• Selected extract:

━━━━

Monday, April 3, 2017

Trump adviser advises Trump to leave marijuana to the states

Click to watch video

When President Trump was still Candidate Donald J. Trump, he made many remarks regarding honoring States Rights when it came to the individual States to decide on the issue of marijuana.

In the now famous November 23, 2015 GQ video, then Candidate Trump talks about legalized marijuana, and in it he said “Legalized marijuana is always a very difficult question . . . for medicinal purposes, for medical purposes . . . absolutely, its fine”.

Tens of millions of Liberty minded Americans believed him when he said this and took his message to heart, fully expecting him to end the ineffectual and wasteful War on Weed. Americans were not wrong to believe President Trump, as he was also on record a month earlier in the Washington Post, on October 29, 2015, being quoted as saying “”In terms of marijuana and legalization, I think that should be a state issue, state-by-state.”

These voters were relieved that is, until the position of Attorney General Jeff Sessions reached the public domain. While Jeff Sessions is an excellent jurist and an astute politician, he unfortunately is also an adherent to outmoded thinking on marijuana. As a product of the Religious South, it is natural that AG Sessions would take the dimmest view of marijuana, but there is little room left for debate as to the origin of the marijuana prohibition laws and how they were formulated as a tool to bludgeon both the poor and minorities, the largest consumers of the formerly legal plant. Perhaps Attorney General Sessions has forgotten his Genesis from the Old Testament:

“I give you every seed-bearing plant on the face of the whole earth and every tree that has fruit with seed in it. They will be yours for food.” Genesis 1:29

Or perhaps he was never familiar with some of the lessor known quotes of Thomas Jefferson:

“If the people let government decide what foods they eat and what medicines they take, their bodies will soon be in as sorry a state as are the souls of those who live under tyranny.” Thomas Jefferson

Jeff Sessions states his position plainly: “Good people don’t smoke marijuana”. This plainly false statement, made in all earnestness, clearly demonstrates how far from the mainstream Sessions is on this topic. Very few Americans would agree with him on this, as evidenced in the wave of legalization that washed over the United States over the past five years. More importantly, sick people use marijuana whose medicinal value is proven yet strangely still denied by the Federal Government.

━━━━

• Material provided:
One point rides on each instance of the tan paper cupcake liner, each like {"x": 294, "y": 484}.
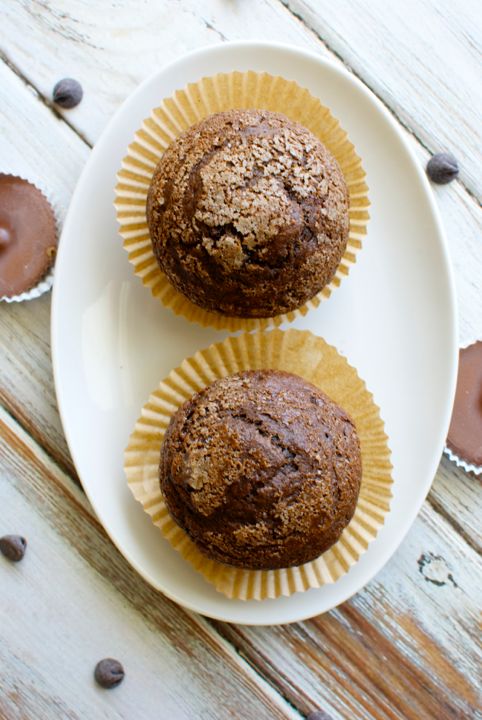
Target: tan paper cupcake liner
{"x": 187, "y": 107}
{"x": 306, "y": 355}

━━━━

• Required actions:
- A) In the piece on Trump and marijuana policy, on what date did the Washington Post quote Trump as calling marijuana legalization a state issue?
- B) Reproduce word for word the passage of the piece on Trump and marijuana policy between "Or perhaps he" and "the Federal Government.", inclusive.
- C) Extend the piece on Trump and marijuana policy with a few more paragraphs that pick up after its final sentence.

• Answer list:
- A) October 29, 2015

- B)
Or perhaps he was never familiar with some of the lessor known quotes of Thomas Jefferson:

“If the people let government decide what foods they eat and what medicines they take, their bodies will soon be in as sorry a state as are the souls of those who live under tyranny.” Thomas Jefferson

Jeff Sessions states his position plainly: “Good people don’t smoke marijuana”. This plainly false statement, made in all earnestness, clearly demonstrates how far from the mainstream Sessions is on this topic. Very few Americans would agree with him on this, as evidenced in the wave of legalization that washed over the United States over the past five years. More importantly, sick people use marijuana whose medicinal value is proven yet strangely still denied by the Federal Government.

- C)
In many States, the road to medical legalization was hard fought, often with State Constitutional amendments requiring over 60% of the popular vote. The Trump Administration should be mindful that the recreational marijuana measures that passed in several states all passed this same way, with overwhelming popular support. This was clearly the Will of the People. It is not Jeff Sessions place to prosecute his version of morality and President Trump should not allow him to do so.

Just the idea of Sessions re-ignites the marijuana drug war has caused consternation within the fledgling State Legal Marijuana Industry. Investments have floundered, confusion introduced, and little in the way of relief has been forthcoming from the White House. This chaos has opened the door for the Cartels. They were being driven out of shriveling black markets, but are now able to reconstitute their distribution networks, filling the gaps left open by patchwork Federal enforcement and by the industries fear, uncertainty, and doubt.

Cracking down on legalized marijuana will starve States out of much needed revenue streams. Colorado is a great success story when looked at from a tax base point of view, and much needed revenue is coming in to fund education and government services. Colorado generated over sixty-six million dollars in tax revenue in 2015 and has increased by double digits’ year over year since. Losing that money will put them deep into the red and cause a burden upon the whole State, as well as throwing thousands of people out of work while destroying a billion-dollar industry.

I urge President Trump to honor his word and keep his promise, irrespective of what his Cabinet members may say. There are so many other ways that law enforcement can be put to good use rather than to persecute harmless farmers and shopkeepers who are abiding by State law.